GOAL OF THE EXERCISE: Could you pick up the study on bone quality in thalassemia after its last sentence and continue writing it?

DOCUMENT SEGMENT:

Decreased bone mineral density (BMD) and increased fracture risk are well-recognized complications in thalassemia [5–9]. Several pathophysiologic mechanisms contribute to thalassemia-associated bone disease, including elevated pro-osteoclastogenic cytokines, disruptions in the Wnt/β-catenin signaling pathway, marrow expansion and multiple endocrinopathies secondary to iron overload (e.g., hypogonadism, diabetes, and hypoparathyroidism). Additional contributing factors include impaired growth hormone-insulin-like growth factor-1 signaling, vitamin D deficiency and reduced physical activity [10–16].
The development of trabecular bone score (TBS), a texture analysis derived from lumbar spine (LS) DXA images using 2D projection variograms, has enabled the assessment of bone microarchitecture, an important determinant of skeletal fragility independent of BMD [17]. We previously showed in a cohort of thalassemia patients that abnormal TBS and BMD were associated with a 14-fold higher likelihood of vertebral fracture, compared with a 9.2-fold higher likelihood associated with abnormal TBS alone and a 4.4-fold higher likelihood associated with abnormal BMD alone, suggesting potential utility of combining TBS and BMD for fracture risk prediction in this patient population [18]. Although thalassemia has been shown to impair bone microarchitecture, clinical data on bone quality have primarily been derived from studies in the Mediterranean and South Asian populations [19–21], with limited evidence from other regions. Furthermore, the relative impact of thalassemia on BMD versus bone quality (TBS) has not been well characterized. This study aimed to determine whether TBS provides additional information on bone microarchitecture beyond conventional BMD measurements in thalassemia patients, compared with age- and sex-matched healthy controls.
Methods
We conducted an age- and sex-matched cross-sectional study comparing patients with thalassemia to healthy controls, using data from Srinagarind Hospital, Faculty of Medicine, Khon Kaen University, Thailand.
Participants
Patients with thalassemia aged ≥ 18 years were prospectively enrolled between January 2013 and January 2014. All participants underwent standardized clinical evaluations, including medical history and physical examination by a physician. Clinical and laboratory data were collected. Transfusion-dependent thalassemia (TDT) was defined as thalassemia requiring lifelong regular red blood cell transfusions for survival, whereas non–transfusion-dependent thalassemia (NTDT) was defined as thalassemia not requiring lifelong regular transfusions, although intermittent/occasional transfusions may be administered in defined clinical situations [22, 23]. In our cohort, we operationalized ‘regular transfusion’ as transfusions typically administered at intervals < 8 weeks.

RECORD EXCERPTS:
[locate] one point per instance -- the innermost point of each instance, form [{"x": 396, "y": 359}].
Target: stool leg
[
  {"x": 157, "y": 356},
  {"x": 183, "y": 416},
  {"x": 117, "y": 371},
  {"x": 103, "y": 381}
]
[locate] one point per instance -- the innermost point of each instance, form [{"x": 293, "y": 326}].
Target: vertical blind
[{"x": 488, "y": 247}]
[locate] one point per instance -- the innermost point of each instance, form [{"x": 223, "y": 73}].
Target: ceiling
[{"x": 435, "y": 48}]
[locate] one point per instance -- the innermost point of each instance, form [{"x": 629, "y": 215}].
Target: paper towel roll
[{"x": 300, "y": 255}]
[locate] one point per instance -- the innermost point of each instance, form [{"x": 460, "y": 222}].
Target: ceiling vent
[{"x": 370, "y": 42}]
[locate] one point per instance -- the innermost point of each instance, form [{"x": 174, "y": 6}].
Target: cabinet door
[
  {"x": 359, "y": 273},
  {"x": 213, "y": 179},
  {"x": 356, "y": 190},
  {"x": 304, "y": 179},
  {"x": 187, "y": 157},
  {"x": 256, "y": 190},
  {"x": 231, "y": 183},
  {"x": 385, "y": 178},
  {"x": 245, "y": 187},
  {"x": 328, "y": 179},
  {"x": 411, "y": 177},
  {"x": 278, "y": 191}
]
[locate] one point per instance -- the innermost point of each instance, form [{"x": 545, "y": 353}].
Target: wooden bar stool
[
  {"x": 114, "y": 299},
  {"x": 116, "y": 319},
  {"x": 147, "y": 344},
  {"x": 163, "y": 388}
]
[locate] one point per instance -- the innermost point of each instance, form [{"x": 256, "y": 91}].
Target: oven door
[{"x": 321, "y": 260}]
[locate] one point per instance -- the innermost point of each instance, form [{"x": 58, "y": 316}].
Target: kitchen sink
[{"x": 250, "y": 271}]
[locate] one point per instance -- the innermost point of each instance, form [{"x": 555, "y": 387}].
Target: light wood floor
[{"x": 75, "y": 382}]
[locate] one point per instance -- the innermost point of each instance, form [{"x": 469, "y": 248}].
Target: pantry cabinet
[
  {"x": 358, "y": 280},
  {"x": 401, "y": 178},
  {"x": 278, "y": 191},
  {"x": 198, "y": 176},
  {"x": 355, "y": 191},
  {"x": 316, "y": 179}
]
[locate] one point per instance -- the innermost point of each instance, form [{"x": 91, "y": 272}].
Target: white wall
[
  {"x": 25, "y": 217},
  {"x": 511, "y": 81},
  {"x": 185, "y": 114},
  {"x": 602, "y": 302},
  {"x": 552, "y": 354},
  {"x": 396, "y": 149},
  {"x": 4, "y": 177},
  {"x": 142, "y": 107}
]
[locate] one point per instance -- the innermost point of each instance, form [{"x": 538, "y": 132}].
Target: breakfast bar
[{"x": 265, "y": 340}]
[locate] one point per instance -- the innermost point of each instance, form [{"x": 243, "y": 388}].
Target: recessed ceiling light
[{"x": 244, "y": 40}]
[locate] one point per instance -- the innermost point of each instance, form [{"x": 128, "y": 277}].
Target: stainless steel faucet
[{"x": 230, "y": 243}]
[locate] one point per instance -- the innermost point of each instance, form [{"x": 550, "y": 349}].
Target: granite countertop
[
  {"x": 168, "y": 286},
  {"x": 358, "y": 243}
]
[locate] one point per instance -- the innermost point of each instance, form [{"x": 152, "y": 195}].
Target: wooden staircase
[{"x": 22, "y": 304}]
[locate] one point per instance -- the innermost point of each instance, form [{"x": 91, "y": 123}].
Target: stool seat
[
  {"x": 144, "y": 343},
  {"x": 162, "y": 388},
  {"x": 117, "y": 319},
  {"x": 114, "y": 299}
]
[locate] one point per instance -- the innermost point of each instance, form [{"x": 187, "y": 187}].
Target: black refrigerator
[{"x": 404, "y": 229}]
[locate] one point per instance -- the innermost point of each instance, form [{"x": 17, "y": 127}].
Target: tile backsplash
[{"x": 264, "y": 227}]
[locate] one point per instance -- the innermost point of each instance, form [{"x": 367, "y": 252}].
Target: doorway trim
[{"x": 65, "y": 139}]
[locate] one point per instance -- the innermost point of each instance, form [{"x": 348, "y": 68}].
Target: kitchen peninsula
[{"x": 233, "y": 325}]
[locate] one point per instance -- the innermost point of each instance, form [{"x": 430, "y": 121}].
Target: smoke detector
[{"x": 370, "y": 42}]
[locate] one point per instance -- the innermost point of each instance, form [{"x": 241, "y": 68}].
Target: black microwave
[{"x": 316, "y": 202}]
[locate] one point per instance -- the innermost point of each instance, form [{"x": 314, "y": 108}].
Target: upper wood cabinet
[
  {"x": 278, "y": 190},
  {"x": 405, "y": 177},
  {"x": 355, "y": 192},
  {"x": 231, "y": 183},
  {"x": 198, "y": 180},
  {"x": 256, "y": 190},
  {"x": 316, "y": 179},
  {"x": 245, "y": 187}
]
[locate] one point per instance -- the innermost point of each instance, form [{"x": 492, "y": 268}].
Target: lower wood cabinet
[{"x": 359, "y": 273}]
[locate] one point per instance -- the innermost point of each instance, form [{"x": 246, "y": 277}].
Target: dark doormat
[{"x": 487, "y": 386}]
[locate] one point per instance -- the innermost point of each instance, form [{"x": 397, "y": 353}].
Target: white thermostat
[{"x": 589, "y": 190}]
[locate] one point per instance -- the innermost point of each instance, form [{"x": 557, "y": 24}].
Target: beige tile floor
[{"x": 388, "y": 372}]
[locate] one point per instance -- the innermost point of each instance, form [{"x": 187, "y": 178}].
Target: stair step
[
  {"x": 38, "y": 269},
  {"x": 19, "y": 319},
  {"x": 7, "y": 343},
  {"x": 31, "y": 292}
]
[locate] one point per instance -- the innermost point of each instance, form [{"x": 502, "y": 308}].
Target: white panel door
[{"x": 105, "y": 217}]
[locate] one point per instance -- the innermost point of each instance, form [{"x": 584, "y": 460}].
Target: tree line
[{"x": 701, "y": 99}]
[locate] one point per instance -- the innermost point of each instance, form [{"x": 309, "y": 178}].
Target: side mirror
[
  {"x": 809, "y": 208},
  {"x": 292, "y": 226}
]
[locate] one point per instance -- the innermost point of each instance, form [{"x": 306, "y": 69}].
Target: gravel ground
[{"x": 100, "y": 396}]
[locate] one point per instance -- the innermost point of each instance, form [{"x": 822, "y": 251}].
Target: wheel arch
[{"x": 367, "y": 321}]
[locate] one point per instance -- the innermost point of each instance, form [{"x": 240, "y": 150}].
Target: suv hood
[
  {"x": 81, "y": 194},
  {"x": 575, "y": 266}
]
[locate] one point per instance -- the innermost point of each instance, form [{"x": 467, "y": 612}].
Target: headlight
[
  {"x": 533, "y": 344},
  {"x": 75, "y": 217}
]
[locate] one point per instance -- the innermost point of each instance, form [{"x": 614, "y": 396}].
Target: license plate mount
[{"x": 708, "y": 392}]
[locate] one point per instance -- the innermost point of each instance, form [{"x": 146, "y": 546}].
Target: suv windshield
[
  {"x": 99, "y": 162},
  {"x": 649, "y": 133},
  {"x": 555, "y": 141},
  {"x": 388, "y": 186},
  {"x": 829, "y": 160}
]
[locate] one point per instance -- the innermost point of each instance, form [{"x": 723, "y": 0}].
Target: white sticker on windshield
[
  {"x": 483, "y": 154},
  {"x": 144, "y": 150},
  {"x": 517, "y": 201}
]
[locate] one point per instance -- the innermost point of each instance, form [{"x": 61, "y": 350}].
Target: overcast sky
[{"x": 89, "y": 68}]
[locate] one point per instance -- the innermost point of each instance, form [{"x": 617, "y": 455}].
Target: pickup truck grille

EXERCISE OUTPUT:
The control group was derived from a previously published cohort by our group that established normative trabecular bone score values. This cohort included 1,372 generally healthy, community-dwelling adults who underwent DXA testing at Srinagarind Hospital. From this dataset, a subset of controls was selected and matched to thalassemia patients at a 2:1 ratio based on age and sex, using an optimal pair matching algorithm implemented via the MatchIt function in RStudio version 2024.9.0.375 (RStudio, PBC, Boston, MA). This method minimizes the total absolute distance in covariate values between matched pairs. All thalassemia patients were successfully matched to appropriate controls.
The study protocol was approved by the Khon Kaen University Human Research Ethics Committee (Reference No. HE581241 and HE611419) and conducted in accordance with the Declaration of Helsinki and Good Clinical Practice Guidelines.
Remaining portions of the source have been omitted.